TRECHO:

>>>

Em uma cena do primeiro episódio de “As Seguidoras”, Liv (Maria Bopp) fala normalmente com seus 100 mil seguidores no Instagram enquanto a câmera passeia pela sala de sua casa. Vemos um corpo no chão envolto em uma poça de sangue e a protagonista agindo como se nada tivesse acontecido, com o rosto enquadrado entre a ring light, aquelas luzes redondinhas tão populares no universo dos influenciadores, como se apenas aquilo, seus seguidores, importassem para a jovem.
Com todos os seis episódios da primeira temporada disponibilizados em sua estreia, “As Seguidoras” chega dia 6 de março como a primeira produção original brasileira da Paramount+. A série protagonizada por Maria Bopp é uma grande sátira ao universo das influenciadoras digitais, afinal, nas palavras da própria protagonista, “é mais fácil matar, esquartejar, transportar, embalsamar, ocultar um cadáver do que passar pelo tribunal da internet”.
A série criada pela roteirista Manuela Cantuária tem produção do Porta dos Fundos e direção de Mariana Youssef e Mariana Bastos. Além de Maria Bopp, o elenco ainda tem Gabz (“Temporada de Verão”) e Raissa Chaddad (“Chiquititas”). A Liv de Bopp é uma sub-influenciadora que tenta seguir os passos de sua cunhada, a popular Ananda (Chaddad), e está disposta a tudo para isso, inclusive matar qualquer um que fique em seu caminho.
“As Seguidoras”, por se tratar de uma série de serial killer, logo desperta comparações com “Dexter”, mas Liv tem menos escrúpulos que o popular assassino vivido por Michael C. Hall. Na coletiva de lançamento da série, Manuela Cantuária preferiu trazer referências como a Villanelle (Jodie Comer) de “Killing Eve”. “Agora a gente tem anti-heroínas ganhando espaço no entretenimento, o que não existia antes”, explica Cantuária, citando também o tom da ótima “Barry”, da HBO, como influência para sua série.
A vontade da criadora era ver personagens femininas em papéis que sempre foram destinados a homens, como o serial killer traumatizado e conflituoso. “Foi um exercício entender como uma mulher se comportaria nesse contexto da investigação e da violência. Somos 50% da população e queremos nos ver em tela. Temos tantos anti-heróis que são uns babacas e são amados, por que não podemos amar uma mulher que faz isso?”, pondera.
Maria Bopp, cuja personagem é impossível de ser dissociada de sua Blogueirinha do Fim do Mundo, diz ter estudado influenciadoras e também serial killers. Em comum, ambos têm o desejo de chamar a atenção. “Às vezes é cômico de tão trágico. As pessoas levam até a última consequência a vontade de ter destaque, levantam polêmicas como ser nazista, racista”, diz a atriz.

<<<

REQUISITOS:
A – Retorne, sem alterações, a parte do texto sobre "As Seguidoras" que começa em "Maria Bopp, cuja" e termina em "diz a atriz.".
B – Reescreva como lista numerada as linhas das entradas, começando no início das entradas e terminando na linha que contém "column 464, row 72". Omita as linhas em branco e deixe as imagens de fora da resposta.

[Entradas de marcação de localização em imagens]
>>>

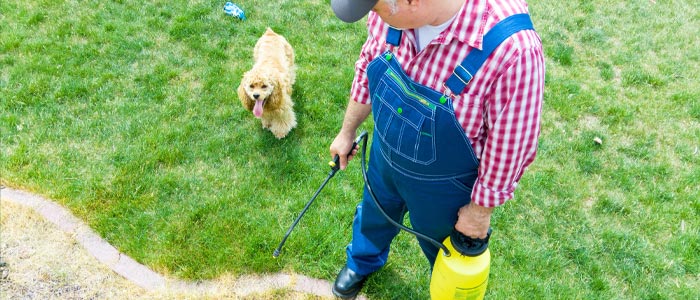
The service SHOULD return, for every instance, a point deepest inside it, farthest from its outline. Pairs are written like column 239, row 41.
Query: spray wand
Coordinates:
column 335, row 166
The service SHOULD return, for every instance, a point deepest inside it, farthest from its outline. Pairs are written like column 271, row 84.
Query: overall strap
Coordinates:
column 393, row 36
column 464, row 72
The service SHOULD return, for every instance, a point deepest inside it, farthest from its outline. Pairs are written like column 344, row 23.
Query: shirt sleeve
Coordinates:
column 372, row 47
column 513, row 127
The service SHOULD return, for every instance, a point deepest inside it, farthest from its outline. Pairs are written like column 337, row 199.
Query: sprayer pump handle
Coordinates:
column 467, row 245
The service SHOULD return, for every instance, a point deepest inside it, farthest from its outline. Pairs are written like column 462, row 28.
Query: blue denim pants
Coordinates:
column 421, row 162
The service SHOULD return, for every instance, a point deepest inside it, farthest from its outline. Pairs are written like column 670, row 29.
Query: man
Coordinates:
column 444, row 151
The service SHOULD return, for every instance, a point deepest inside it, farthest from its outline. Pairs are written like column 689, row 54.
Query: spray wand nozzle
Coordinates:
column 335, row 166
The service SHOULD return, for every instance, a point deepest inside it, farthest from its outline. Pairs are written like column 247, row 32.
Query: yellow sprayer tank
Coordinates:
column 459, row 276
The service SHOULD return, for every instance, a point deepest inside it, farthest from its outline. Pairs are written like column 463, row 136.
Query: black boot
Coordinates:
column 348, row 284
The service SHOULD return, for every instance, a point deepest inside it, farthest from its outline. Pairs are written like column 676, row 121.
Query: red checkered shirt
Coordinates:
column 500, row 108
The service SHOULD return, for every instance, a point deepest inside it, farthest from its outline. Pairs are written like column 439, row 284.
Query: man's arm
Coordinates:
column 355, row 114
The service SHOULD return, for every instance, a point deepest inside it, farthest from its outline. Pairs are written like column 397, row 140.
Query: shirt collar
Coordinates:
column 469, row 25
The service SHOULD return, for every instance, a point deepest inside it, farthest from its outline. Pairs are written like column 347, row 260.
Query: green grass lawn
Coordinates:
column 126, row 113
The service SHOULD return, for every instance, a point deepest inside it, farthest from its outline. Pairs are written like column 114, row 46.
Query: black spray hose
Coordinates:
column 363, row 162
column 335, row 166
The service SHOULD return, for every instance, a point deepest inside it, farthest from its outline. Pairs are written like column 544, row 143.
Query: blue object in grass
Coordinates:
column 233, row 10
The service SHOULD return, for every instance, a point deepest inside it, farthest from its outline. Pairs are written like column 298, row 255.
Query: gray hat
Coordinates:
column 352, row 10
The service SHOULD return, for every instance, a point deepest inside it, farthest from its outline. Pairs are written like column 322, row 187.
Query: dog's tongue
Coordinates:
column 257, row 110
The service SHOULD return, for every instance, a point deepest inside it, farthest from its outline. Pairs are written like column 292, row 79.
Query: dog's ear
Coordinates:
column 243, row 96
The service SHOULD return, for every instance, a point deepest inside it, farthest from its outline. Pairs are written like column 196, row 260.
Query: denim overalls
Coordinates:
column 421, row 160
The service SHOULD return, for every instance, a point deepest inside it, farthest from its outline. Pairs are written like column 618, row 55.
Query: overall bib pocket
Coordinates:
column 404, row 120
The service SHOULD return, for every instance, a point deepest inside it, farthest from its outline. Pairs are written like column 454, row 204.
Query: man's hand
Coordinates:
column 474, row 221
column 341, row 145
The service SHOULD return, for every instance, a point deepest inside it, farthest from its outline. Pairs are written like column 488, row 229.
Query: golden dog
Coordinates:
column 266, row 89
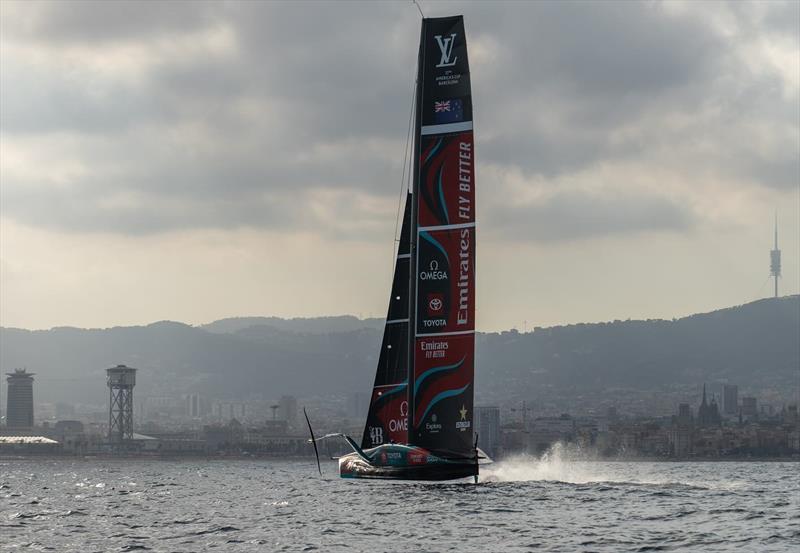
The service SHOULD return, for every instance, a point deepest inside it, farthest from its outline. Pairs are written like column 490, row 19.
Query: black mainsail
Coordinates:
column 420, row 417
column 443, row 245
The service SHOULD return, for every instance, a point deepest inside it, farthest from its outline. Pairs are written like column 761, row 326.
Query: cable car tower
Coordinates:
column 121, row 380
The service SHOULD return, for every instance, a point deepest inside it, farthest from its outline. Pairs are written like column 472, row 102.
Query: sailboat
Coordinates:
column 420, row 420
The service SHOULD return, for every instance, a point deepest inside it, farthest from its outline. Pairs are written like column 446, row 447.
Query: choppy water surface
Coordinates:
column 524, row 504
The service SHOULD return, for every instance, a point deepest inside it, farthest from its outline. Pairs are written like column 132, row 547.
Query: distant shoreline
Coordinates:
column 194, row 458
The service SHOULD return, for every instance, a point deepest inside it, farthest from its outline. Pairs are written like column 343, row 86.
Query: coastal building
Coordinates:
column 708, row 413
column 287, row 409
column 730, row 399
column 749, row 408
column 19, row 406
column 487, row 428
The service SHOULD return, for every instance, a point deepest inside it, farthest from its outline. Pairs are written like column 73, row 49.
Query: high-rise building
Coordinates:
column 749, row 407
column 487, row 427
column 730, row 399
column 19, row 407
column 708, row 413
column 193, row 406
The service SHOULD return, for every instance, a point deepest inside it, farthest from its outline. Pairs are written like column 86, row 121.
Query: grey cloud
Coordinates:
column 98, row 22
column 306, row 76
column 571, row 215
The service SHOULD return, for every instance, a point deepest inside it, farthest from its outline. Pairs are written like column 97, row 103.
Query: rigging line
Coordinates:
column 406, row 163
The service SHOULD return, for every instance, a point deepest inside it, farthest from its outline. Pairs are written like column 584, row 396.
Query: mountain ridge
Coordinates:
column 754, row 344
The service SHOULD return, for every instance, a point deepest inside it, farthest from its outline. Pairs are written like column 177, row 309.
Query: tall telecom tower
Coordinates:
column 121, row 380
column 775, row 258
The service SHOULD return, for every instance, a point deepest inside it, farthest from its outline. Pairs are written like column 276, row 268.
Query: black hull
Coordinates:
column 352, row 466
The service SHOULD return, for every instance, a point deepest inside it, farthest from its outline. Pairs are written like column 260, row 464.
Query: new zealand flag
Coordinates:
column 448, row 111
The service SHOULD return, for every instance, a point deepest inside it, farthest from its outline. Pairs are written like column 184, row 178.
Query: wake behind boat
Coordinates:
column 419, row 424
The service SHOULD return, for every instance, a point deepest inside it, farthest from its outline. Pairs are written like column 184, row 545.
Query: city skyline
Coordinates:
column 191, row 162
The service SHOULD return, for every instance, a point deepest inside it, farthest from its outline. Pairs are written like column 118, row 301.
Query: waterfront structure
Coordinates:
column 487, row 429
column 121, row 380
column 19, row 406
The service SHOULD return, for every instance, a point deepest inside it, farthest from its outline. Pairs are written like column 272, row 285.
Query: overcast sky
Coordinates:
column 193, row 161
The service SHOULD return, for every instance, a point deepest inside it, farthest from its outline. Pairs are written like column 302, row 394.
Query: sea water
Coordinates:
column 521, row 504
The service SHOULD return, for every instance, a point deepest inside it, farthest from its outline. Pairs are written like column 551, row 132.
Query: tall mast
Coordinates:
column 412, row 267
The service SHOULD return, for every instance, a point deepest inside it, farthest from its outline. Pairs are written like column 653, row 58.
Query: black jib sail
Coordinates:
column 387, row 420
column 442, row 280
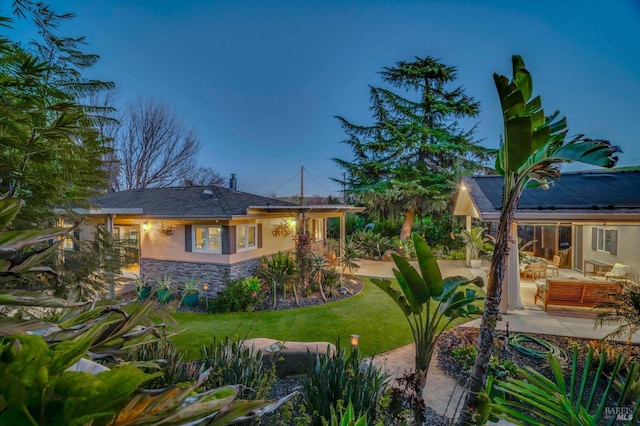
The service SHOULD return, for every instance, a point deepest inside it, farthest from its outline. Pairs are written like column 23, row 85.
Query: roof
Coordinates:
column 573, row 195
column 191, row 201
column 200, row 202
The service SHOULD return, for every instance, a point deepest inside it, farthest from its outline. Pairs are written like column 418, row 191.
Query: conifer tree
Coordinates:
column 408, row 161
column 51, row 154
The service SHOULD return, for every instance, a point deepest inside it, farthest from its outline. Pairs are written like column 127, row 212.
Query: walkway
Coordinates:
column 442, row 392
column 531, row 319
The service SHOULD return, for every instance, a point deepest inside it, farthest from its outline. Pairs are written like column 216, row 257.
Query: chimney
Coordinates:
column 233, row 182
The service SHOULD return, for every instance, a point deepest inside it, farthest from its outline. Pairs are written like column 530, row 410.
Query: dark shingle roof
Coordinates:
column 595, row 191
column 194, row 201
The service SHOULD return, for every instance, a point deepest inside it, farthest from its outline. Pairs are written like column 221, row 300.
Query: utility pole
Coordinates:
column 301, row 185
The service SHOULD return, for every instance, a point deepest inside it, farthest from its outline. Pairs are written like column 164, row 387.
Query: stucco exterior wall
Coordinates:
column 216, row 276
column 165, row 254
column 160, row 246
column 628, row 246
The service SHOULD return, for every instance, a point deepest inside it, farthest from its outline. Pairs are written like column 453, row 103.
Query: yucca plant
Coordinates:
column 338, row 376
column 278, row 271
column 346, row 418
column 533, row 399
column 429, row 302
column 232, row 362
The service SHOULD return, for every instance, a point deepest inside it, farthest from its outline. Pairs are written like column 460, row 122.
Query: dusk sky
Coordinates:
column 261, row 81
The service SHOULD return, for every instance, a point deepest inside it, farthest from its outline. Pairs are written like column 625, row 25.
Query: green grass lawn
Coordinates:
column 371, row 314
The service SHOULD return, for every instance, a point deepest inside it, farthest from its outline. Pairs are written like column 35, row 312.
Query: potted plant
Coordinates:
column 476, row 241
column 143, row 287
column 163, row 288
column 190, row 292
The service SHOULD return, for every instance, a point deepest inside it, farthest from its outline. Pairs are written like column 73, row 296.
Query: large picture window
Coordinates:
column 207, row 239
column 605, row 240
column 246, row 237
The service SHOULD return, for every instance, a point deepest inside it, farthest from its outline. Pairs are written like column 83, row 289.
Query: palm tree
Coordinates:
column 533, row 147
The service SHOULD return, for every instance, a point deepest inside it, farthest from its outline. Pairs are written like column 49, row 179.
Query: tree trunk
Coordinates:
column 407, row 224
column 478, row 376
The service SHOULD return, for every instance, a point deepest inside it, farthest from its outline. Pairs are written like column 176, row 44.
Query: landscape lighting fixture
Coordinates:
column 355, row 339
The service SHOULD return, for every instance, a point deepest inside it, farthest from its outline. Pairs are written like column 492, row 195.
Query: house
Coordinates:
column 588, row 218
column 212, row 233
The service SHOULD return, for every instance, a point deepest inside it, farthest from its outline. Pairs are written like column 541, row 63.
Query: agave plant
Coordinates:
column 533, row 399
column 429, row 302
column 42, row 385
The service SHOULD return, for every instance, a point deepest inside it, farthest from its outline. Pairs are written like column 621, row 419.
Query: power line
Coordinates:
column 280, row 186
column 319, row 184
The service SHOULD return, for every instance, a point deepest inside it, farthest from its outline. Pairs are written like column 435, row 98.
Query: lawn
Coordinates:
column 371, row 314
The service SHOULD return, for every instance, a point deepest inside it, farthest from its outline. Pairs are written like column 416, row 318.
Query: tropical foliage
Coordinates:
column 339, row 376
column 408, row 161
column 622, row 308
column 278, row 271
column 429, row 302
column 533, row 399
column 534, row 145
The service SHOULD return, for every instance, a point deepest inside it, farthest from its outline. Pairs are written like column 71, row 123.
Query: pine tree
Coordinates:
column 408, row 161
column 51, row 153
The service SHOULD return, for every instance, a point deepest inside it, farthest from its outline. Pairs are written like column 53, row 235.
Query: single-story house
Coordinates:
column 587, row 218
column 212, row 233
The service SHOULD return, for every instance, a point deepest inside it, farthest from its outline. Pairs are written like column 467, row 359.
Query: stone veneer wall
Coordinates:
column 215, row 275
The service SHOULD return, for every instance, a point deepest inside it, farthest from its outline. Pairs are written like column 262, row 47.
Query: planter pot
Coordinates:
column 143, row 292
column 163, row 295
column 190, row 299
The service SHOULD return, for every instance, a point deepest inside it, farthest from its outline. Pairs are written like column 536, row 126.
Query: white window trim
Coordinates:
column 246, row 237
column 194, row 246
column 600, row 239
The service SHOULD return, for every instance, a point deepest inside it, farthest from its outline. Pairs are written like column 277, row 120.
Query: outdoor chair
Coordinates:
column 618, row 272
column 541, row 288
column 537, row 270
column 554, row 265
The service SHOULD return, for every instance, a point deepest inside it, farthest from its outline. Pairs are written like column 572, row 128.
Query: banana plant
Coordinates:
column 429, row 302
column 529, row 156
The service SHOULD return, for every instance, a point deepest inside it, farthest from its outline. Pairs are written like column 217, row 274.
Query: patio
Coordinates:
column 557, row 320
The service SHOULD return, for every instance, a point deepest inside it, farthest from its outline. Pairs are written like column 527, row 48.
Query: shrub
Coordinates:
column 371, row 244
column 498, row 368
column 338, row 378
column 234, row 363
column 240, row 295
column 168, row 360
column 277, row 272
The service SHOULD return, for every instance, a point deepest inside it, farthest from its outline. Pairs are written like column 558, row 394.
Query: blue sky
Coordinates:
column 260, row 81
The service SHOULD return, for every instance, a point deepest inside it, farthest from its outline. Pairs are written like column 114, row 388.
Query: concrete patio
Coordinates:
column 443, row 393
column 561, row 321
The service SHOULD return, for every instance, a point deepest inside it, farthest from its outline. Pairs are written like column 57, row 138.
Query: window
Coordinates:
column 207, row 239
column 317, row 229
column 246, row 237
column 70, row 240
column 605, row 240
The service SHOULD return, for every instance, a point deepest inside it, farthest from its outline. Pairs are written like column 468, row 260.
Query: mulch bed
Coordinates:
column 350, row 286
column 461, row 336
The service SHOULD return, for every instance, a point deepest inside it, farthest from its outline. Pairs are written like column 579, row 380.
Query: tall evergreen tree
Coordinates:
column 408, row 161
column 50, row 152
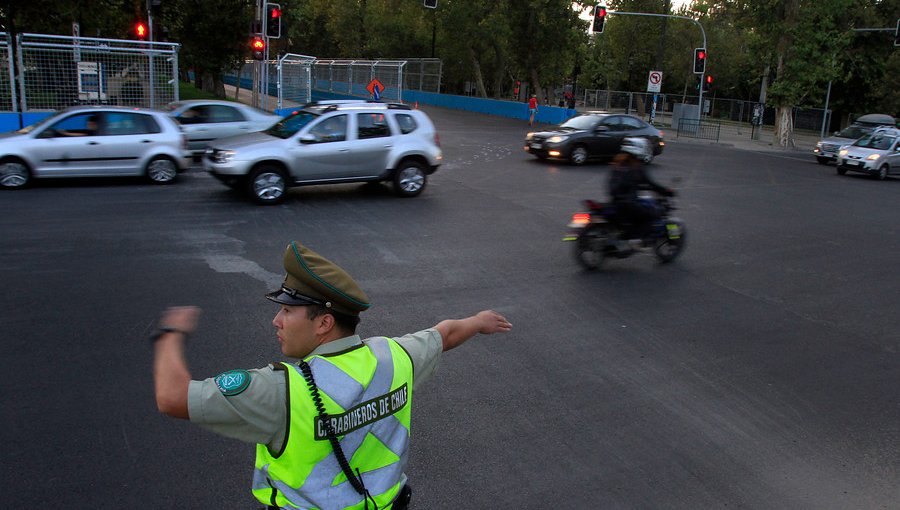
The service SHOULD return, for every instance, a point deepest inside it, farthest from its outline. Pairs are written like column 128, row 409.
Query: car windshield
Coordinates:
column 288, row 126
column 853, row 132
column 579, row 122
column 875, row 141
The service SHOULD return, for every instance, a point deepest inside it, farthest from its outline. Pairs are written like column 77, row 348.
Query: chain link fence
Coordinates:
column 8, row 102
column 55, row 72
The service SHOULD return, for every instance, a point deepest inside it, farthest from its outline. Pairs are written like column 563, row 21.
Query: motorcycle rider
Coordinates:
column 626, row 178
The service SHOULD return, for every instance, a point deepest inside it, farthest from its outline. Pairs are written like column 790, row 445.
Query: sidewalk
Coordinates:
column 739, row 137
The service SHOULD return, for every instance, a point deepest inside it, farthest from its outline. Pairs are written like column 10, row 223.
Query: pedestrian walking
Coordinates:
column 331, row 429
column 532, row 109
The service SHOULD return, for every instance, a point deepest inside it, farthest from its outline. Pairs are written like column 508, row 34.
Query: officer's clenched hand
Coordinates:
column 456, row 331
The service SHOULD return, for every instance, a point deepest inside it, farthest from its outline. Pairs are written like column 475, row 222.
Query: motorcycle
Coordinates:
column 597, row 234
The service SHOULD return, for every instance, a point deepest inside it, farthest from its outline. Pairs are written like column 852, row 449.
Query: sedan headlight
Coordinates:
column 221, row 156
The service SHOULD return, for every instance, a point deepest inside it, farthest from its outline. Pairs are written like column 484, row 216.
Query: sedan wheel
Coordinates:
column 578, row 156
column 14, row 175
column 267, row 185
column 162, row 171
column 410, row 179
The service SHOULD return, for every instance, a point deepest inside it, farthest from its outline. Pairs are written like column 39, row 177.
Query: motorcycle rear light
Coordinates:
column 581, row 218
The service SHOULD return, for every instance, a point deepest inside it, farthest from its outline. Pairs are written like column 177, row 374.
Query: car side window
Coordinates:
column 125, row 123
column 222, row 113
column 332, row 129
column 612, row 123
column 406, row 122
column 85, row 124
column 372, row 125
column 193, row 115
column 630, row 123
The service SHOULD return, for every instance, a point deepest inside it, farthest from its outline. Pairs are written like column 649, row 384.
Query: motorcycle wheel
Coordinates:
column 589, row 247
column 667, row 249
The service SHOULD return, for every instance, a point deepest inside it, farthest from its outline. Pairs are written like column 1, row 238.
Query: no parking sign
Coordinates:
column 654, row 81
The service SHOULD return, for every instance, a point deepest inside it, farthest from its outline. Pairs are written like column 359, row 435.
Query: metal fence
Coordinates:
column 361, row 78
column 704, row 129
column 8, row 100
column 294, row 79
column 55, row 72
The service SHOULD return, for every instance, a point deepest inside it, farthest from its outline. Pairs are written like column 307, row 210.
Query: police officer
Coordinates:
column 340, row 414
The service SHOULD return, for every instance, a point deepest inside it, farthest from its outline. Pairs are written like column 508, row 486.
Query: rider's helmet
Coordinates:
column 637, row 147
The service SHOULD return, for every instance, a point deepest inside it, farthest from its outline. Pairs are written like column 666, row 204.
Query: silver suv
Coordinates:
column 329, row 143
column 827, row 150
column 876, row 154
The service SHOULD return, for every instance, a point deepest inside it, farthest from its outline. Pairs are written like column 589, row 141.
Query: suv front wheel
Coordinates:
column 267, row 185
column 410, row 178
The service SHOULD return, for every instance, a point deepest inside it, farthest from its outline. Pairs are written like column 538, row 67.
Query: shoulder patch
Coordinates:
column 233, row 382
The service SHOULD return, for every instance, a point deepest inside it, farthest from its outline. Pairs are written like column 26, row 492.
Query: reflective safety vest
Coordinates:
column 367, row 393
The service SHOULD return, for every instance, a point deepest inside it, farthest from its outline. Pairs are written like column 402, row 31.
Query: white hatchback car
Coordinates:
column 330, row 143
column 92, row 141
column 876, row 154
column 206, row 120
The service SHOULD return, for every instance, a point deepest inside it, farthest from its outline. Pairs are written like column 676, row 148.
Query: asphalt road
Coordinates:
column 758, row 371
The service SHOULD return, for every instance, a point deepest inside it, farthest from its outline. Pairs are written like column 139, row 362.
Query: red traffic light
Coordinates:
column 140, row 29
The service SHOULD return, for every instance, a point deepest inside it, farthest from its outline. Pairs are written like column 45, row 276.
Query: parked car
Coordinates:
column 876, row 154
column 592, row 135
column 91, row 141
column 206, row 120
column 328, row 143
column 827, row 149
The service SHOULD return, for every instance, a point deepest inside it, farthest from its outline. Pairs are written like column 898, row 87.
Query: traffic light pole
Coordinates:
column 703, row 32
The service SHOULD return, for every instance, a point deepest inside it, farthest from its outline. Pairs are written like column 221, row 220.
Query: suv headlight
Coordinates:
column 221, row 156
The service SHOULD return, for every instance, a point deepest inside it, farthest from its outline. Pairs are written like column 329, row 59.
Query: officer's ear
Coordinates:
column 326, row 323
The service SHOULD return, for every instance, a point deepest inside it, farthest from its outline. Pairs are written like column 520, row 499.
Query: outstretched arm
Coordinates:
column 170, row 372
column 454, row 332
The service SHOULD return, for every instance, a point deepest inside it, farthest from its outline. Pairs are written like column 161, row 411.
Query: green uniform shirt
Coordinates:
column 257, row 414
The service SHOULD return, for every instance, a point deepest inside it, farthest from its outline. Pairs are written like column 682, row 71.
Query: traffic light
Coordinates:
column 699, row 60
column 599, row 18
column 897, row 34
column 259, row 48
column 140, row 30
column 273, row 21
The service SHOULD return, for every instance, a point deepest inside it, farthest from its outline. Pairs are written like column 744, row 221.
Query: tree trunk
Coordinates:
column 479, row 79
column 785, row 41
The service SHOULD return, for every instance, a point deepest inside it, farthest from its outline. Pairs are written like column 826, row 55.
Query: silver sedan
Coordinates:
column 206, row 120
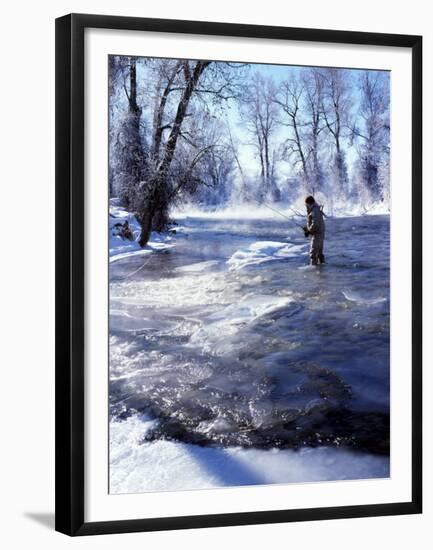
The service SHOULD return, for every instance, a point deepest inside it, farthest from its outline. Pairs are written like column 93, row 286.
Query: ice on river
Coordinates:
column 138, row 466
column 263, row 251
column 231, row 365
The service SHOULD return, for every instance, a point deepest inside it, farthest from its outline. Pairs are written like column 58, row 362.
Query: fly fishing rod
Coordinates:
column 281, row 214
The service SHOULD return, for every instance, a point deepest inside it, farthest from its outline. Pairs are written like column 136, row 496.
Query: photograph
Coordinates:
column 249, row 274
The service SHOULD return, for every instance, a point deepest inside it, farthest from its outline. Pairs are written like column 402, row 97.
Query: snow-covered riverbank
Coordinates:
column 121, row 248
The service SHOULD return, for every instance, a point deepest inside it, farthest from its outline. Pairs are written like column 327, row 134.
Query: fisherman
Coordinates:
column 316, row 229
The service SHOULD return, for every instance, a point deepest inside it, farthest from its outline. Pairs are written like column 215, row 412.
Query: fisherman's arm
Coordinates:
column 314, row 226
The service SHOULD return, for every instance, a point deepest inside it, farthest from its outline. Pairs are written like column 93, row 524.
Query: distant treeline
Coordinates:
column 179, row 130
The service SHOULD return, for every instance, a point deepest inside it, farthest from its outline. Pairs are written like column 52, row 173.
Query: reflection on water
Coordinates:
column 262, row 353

<<<

SOLUÇÕES:
A –
Maria Bopp, cuja personagem é impossível de ser dissociada de sua Blogueirinha do Fim do Mundo, diz ter estudado influenciadoras e também serial killers. Em comum, ambos têm o desejo de chamar a atenção. “Às vezes é cômico de tão trágico. As pessoas levam até a última consequência a vontade de ter destaque, levantam polêmicas como ser nazista, racista”, diz a atriz.

B –
1. The service SHOULD return, for every instance, a point deepest inside it, farthest from its outline. Pairs are written like column 239, row 41.
2. Query: spray wand
3. Coordinates:
4. column 335, row 166
5. The service SHOULD return, for every instance, a point deepest inside it, farthest from its outline. Pairs are written like column 271, row 84.
6. Query: overall strap
7. Coordinates:
8. column 393, row 36
9. column 464, row 72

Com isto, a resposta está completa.